(Excerpts of location labeling data)
--------------------------------------------------

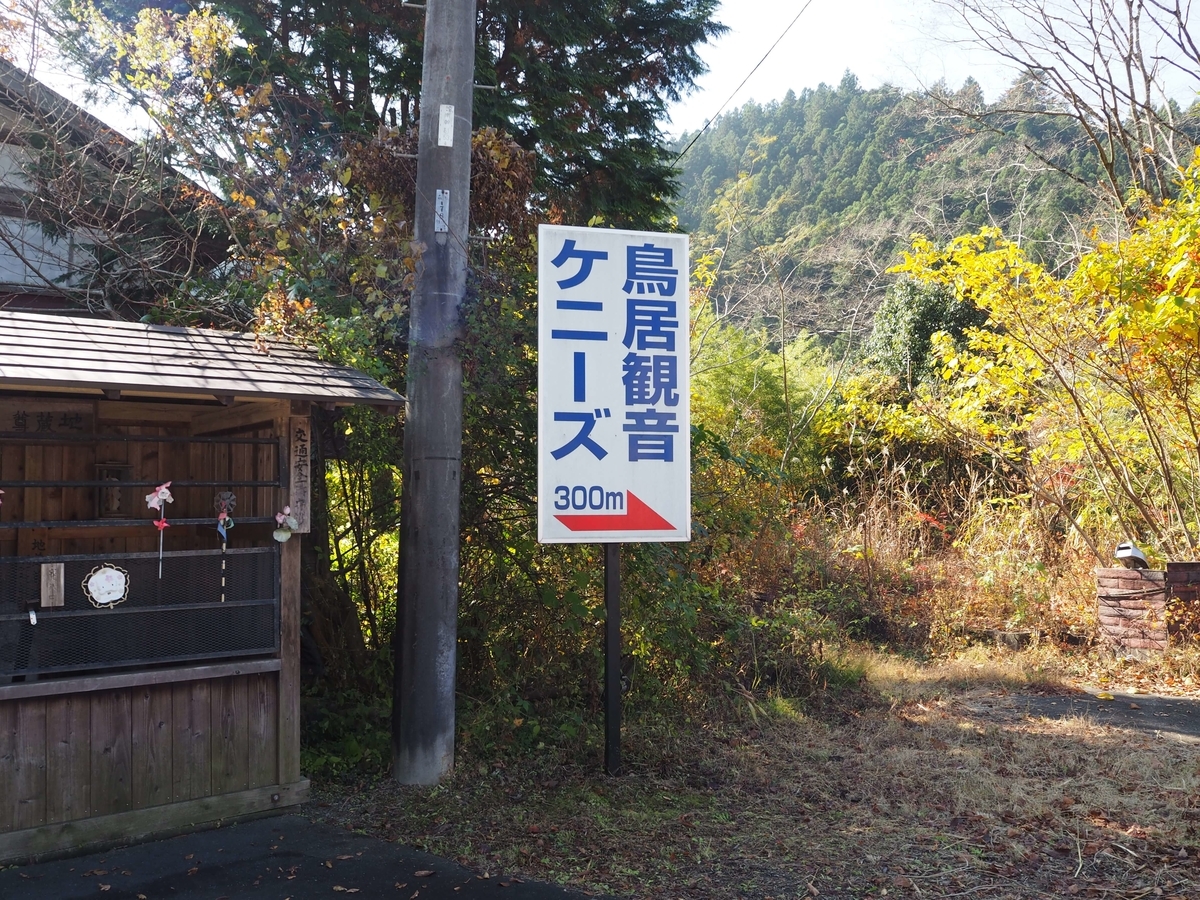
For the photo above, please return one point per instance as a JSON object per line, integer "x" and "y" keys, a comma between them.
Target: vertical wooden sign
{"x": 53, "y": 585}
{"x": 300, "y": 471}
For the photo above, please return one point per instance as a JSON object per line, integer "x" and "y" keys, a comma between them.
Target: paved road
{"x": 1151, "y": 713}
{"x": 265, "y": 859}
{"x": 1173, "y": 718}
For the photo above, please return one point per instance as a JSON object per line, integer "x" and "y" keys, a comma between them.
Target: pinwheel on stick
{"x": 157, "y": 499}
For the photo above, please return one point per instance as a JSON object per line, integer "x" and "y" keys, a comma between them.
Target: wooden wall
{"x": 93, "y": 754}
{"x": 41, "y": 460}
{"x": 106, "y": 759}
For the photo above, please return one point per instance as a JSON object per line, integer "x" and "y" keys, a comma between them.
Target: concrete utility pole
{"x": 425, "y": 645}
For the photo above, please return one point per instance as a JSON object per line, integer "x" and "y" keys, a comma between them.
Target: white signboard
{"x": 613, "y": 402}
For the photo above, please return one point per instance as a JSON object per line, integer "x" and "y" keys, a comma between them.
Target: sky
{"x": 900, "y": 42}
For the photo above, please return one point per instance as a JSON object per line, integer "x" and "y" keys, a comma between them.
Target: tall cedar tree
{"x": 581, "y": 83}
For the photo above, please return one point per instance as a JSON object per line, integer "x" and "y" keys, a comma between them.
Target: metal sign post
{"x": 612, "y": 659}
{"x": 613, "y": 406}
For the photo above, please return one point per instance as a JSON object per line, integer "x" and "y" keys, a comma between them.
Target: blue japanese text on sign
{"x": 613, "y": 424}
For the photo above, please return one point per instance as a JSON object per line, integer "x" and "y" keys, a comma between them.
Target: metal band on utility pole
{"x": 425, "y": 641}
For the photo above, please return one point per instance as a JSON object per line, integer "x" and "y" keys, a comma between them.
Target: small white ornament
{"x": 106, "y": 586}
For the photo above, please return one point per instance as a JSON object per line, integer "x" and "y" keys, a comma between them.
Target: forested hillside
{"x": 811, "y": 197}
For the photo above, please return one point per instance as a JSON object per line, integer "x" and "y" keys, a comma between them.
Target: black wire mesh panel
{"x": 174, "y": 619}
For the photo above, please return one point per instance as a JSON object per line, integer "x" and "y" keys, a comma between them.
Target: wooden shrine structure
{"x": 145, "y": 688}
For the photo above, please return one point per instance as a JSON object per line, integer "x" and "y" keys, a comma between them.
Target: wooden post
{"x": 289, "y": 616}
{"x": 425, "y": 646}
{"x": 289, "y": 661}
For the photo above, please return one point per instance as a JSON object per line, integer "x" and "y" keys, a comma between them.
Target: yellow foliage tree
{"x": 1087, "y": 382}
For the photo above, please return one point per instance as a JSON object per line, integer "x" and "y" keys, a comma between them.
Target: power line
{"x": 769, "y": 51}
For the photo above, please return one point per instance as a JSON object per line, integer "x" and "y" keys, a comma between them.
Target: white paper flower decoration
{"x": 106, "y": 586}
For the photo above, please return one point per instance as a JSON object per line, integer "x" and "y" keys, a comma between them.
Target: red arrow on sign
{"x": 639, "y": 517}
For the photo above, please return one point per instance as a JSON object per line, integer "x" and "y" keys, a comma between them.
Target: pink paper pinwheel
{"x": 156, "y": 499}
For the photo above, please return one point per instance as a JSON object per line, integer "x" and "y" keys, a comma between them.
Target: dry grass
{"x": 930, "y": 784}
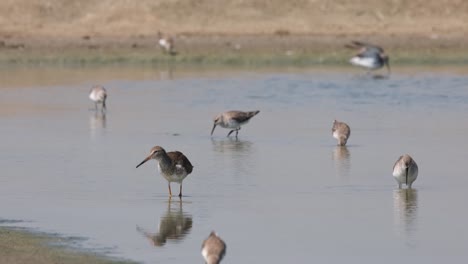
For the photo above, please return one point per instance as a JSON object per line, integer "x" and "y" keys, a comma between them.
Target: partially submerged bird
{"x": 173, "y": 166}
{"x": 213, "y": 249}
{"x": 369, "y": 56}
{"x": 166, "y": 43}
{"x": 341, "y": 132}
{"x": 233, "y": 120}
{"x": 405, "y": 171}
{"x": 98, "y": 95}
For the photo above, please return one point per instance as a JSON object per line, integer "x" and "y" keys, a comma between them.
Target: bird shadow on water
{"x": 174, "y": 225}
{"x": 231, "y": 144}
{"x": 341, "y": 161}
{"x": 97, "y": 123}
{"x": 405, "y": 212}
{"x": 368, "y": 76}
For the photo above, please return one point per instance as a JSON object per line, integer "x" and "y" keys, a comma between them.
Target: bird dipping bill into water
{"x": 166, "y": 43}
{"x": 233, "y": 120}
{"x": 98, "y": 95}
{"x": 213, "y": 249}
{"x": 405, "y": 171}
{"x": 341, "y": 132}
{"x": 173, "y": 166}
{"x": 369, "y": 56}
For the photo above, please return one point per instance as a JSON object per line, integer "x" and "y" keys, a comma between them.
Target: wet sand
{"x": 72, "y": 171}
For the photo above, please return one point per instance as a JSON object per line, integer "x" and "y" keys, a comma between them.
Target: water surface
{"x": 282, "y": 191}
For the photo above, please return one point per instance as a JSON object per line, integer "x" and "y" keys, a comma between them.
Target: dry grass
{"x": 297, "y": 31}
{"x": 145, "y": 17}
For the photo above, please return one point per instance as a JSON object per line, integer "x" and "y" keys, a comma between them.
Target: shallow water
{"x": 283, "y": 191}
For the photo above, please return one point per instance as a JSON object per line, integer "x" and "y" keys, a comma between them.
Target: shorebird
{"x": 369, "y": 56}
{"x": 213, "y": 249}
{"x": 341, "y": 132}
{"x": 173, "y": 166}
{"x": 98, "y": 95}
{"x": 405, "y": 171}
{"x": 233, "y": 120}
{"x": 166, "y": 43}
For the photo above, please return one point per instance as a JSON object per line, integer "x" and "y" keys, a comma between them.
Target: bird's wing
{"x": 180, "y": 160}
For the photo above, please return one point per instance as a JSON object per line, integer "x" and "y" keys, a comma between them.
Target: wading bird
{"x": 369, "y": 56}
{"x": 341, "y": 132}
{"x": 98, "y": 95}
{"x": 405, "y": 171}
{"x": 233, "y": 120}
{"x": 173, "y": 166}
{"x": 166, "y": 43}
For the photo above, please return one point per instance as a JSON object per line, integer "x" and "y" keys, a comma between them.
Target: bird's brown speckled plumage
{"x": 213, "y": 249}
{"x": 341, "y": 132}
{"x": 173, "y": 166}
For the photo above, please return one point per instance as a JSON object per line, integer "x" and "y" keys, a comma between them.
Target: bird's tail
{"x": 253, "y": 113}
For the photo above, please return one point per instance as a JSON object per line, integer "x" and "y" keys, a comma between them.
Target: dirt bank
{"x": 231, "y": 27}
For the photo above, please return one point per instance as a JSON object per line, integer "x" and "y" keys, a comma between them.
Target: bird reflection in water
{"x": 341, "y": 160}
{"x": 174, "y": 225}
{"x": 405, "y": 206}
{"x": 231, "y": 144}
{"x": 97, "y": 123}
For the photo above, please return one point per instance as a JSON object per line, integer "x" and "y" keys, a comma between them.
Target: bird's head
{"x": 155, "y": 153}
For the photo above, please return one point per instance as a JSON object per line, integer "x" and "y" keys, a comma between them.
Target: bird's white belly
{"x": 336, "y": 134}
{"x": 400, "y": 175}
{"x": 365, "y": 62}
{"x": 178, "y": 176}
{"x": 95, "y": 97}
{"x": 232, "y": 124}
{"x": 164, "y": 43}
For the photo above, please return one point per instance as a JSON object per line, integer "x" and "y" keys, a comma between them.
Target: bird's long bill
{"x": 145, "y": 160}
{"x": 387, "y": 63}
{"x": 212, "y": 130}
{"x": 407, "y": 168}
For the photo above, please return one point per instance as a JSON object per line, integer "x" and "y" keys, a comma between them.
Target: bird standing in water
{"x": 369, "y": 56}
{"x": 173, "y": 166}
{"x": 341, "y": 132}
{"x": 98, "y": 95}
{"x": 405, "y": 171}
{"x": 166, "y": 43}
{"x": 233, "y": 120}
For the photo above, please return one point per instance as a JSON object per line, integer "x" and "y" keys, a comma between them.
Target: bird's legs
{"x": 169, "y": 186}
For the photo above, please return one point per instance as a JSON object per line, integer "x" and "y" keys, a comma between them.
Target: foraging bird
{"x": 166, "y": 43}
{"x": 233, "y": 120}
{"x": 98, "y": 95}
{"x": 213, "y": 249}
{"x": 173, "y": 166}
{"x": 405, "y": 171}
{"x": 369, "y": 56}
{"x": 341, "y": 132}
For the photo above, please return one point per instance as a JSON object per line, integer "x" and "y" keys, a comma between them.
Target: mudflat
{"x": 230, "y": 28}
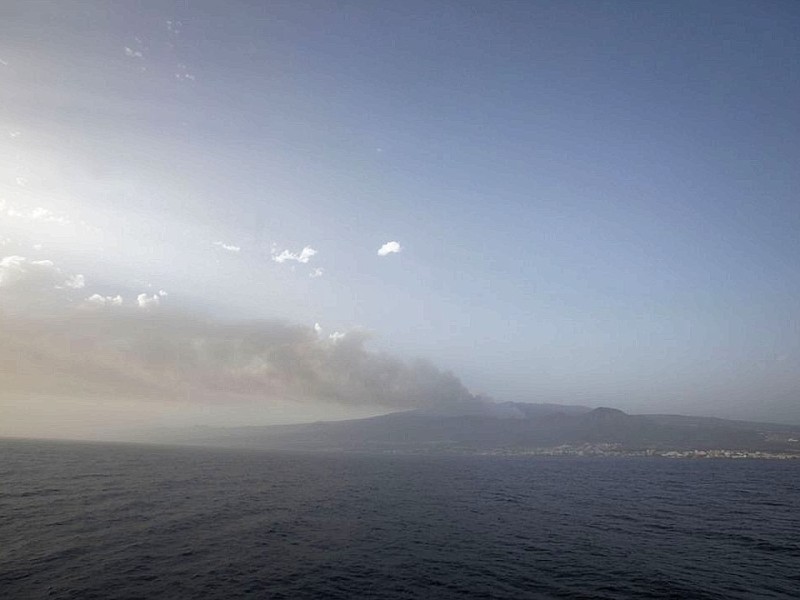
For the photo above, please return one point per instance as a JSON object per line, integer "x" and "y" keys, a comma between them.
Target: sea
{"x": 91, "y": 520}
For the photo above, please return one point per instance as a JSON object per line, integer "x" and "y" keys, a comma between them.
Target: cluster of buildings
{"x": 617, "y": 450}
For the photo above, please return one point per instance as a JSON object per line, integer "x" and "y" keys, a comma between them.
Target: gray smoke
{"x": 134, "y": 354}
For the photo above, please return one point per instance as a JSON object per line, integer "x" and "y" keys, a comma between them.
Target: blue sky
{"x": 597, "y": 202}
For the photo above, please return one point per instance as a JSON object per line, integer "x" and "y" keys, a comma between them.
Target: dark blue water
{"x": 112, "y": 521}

--------------------------------------------------

GOAL OF THE EXERCISE -
In the entries above, how many lines contain the word "blue", counting only matches with the same capitalization? Give the number alone.

EXPECTED OUTPUT -
3